** START **

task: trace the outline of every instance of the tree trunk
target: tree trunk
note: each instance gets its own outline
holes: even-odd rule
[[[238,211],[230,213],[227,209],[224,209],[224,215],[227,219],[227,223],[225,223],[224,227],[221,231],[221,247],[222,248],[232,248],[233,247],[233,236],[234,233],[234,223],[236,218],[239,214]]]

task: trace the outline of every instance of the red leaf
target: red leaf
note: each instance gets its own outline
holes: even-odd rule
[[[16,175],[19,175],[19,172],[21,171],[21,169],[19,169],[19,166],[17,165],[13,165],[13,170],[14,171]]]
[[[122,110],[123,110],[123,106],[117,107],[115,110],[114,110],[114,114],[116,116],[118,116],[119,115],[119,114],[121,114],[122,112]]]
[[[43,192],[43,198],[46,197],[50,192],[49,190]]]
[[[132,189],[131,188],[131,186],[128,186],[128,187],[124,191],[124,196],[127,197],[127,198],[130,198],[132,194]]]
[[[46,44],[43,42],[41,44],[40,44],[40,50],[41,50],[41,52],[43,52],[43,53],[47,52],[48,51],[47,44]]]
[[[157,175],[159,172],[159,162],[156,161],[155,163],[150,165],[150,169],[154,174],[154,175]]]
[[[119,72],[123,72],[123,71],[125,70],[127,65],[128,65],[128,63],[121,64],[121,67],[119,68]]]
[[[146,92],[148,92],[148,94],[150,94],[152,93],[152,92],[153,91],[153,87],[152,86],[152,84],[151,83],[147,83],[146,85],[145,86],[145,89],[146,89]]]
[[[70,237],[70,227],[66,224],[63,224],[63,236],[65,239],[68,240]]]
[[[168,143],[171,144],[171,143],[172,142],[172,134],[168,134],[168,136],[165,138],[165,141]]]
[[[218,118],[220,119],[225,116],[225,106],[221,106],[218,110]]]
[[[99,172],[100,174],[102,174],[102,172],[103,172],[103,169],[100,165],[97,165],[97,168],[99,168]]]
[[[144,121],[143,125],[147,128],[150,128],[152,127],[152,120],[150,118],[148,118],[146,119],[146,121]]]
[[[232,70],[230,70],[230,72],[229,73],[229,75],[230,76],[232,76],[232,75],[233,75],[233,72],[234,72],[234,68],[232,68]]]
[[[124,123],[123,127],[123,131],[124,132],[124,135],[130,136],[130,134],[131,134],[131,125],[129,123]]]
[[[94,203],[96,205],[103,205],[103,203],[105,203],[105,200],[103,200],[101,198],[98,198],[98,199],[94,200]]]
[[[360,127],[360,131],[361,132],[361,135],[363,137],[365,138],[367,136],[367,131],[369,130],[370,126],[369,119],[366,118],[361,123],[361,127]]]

** END **

From the records above, extract each line exactly as shown.

▶ **Worked answer**:
task: trace the outline of every instance of the tree trunk
target: tree trunk
note: each instance gets its own outline
holes: even-odd rule
[[[238,211],[230,213],[227,209],[224,209],[224,215],[227,219],[227,223],[225,223],[224,227],[221,231],[221,247],[222,248],[232,248],[233,247],[233,236],[234,233],[234,223],[236,218],[239,214]]]

task: trace the outline of every instance of the red leaf
target: red leaf
note: each instance gets its own outline
holes: even-odd rule
[[[16,175],[19,175],[19,172],[21,171],[21,169],[19,169],[19,166],[17,165],[13,165],[13,170],[14,171]]]
[[[122,110],[123,110],[123,106],[117,107],[115,110],[114,110],[114,114],[116,116],[118,116],[119,115],[119,114],[121,114],[122,112]]]
[[[43,192],[43,198],[46,197],[50,192],[49,190]]]
[[[132,189],[131,188],[131,186],[128,186],[128,187],[124,191],[124,196],[127,197],[127,198],[130,198],[132,194]]]
[[[46,44],[43,42],[41,44],[40,44],[40,50],[41,50],[41,52],[43,52],[43,53],[47,52],[48,51],[47,44]]]
[[[157,175],[159,172],[159,162],[156,161],[155,163],[150,165],[150,169],[154,174],[154,175]]]
[[[119,72],[123,72],[123,71],[125,70],[127,65],[128,65],[128,63],[121,64],[121,67],[119,68]]]
[[[146,92],[148,92],[148,94],[150,94],[152,93],[152,92],[153,91],[153,87],[152,86],[152,84],[151,83],[147,83],[146,85],[145,86],[145,89],[146,89]]]
[[[70,237],[70,227],[66,224],[63,224],[63,236],[65,239],[68,240]]]
[[[168,143],[171,144],[171,143],[172,142],[172,134],[168,134],[168,136],[165,138],[165,141]]]
[[[218,118],[220,119],[225,116],[225,106],[221,106],[218,110]]]
[[[99,172],[100,174],[102,174],[102,172],[103,172],[103,169],[100,165],[97,165],[97,168],[99,168]]]
[[[144,121],[143,125],[147,128],[150,128],[152,127],[152,120],[150,118],[148,118],[146,119],[146,121]]]
[[[232,70],[230,70],[230,72],[229,73],[229,75],[230,76],[232,76],[232,75],[233,75],[233,72],[234,72],[234,68],[232,68]]]
[[[124,123],[123,127],[123,131],[124,132],[124,135],[130,136],[130,134],[131,134],[131,125],[129,123]]]
[[[94,203],[96,205],[103,205],[103,203],[105,203],[105,200],[103,200],[101,198],[98,198],[98,199],[94,200]]]
[[[360,127],[360,131],[361,132],[361,135],[363,137],[365,138],[367,136],[367,131],[369,130],[370,126],[369,119],[366,118],[361,123],[361,127]]]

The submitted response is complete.